• Supplied information:
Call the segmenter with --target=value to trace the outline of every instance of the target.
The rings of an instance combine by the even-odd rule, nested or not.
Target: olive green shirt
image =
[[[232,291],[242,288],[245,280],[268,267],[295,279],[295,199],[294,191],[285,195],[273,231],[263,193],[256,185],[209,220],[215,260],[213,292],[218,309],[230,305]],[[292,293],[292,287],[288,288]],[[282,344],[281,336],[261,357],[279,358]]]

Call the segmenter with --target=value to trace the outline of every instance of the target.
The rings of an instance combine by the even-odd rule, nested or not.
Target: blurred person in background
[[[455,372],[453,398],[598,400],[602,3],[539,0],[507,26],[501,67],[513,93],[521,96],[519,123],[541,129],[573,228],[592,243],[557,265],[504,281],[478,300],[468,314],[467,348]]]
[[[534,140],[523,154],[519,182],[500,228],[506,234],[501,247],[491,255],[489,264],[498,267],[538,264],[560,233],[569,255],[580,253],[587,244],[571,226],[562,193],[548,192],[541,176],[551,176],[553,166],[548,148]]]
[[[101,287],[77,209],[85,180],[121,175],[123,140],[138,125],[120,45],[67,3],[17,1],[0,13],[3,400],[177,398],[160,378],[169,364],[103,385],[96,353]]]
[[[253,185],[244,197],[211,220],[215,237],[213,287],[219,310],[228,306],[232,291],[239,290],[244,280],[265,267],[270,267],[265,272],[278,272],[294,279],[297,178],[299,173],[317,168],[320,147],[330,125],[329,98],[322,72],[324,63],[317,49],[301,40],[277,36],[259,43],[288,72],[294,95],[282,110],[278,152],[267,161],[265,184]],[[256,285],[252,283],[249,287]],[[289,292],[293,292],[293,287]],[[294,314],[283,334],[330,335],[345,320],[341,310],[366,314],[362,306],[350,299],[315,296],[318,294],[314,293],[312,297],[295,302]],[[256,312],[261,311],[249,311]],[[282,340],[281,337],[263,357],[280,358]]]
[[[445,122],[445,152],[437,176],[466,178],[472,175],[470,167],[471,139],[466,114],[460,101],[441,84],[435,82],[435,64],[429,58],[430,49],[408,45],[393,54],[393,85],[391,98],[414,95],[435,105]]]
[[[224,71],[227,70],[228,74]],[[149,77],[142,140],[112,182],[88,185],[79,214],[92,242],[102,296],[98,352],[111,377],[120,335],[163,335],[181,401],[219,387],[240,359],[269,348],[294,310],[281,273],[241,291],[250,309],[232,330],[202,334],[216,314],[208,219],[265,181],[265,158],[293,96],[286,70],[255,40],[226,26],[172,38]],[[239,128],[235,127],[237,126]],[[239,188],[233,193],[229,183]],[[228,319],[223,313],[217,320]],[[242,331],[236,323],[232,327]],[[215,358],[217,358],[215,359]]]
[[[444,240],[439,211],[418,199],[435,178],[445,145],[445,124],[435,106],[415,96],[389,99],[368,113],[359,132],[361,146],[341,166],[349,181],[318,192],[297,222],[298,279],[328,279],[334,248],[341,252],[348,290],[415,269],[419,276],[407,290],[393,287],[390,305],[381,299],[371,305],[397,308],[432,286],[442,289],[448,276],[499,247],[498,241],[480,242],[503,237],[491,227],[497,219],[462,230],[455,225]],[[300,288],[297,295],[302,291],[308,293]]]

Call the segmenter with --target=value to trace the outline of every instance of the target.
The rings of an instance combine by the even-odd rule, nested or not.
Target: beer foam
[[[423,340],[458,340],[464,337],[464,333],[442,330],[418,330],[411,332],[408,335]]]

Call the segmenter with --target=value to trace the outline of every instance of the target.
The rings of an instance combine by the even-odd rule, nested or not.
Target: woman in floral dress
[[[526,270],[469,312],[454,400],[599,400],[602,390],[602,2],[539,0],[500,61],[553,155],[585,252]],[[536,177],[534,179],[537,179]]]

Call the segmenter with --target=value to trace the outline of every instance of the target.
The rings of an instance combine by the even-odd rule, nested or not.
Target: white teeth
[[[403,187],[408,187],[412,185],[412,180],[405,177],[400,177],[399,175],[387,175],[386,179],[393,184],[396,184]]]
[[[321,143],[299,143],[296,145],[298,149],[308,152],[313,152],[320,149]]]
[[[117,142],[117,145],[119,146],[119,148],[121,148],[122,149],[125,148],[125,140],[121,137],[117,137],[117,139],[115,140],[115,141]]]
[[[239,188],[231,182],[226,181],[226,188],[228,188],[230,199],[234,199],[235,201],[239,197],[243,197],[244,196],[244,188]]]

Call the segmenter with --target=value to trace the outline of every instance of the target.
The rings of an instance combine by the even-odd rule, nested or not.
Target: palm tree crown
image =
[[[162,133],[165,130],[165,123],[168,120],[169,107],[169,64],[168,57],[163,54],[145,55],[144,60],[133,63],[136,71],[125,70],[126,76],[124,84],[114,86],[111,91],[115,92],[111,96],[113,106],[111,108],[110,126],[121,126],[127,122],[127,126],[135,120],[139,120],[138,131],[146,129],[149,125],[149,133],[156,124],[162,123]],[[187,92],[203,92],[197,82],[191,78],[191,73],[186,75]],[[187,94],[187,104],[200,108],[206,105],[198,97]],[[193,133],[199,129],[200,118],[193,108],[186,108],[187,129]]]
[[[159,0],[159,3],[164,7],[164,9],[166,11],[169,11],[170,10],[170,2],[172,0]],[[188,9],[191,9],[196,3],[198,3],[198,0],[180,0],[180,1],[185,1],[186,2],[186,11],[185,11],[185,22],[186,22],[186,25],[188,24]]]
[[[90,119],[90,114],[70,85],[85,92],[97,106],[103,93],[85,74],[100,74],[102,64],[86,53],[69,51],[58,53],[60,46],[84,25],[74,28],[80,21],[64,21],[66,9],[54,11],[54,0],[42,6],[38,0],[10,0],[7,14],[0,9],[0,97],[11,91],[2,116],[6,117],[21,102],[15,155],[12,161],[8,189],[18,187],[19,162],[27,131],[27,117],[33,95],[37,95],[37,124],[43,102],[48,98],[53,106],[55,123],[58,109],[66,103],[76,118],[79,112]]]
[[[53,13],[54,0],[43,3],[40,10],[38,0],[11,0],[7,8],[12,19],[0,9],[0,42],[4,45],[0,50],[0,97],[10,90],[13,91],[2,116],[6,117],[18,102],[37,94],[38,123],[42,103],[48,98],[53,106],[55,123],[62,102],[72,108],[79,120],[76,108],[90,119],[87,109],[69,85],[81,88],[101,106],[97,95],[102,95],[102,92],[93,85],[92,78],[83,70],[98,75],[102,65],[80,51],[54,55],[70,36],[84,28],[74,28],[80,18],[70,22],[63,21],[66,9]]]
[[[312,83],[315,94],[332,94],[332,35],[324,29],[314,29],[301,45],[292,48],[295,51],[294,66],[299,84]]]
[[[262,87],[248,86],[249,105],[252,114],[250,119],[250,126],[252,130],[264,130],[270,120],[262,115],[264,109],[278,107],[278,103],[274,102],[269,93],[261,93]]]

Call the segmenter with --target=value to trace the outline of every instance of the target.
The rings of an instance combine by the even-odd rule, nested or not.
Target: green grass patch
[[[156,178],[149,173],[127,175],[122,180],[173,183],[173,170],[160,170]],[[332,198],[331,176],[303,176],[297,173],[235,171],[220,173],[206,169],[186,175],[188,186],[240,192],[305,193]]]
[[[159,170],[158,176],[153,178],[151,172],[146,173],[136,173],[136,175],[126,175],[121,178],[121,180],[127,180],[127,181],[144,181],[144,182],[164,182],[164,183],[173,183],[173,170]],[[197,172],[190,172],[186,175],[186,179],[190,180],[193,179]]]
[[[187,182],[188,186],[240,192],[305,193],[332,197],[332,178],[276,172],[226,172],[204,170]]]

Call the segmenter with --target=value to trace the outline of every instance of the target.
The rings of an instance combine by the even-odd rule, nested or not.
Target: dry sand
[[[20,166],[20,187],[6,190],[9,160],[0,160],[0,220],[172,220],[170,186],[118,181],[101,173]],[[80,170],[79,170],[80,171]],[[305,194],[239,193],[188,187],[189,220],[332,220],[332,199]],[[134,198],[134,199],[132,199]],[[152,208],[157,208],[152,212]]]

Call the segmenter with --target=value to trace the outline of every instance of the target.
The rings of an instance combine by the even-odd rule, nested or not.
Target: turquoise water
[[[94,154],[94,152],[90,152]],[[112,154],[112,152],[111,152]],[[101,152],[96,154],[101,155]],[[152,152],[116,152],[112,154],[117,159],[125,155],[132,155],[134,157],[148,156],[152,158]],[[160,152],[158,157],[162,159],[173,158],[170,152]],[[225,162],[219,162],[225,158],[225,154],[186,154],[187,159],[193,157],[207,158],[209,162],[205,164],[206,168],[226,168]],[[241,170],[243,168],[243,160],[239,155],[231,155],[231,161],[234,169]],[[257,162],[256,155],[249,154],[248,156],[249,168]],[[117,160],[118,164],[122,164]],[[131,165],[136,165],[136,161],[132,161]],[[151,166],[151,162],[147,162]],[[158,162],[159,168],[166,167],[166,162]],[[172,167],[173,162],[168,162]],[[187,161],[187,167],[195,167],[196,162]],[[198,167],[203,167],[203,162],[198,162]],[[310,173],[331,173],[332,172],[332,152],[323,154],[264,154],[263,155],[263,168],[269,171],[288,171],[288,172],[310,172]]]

• The request: Show every line of the records that contains the string "green". Case counts.

• Complete output:
Target: olive green shirt
Target: green grass patch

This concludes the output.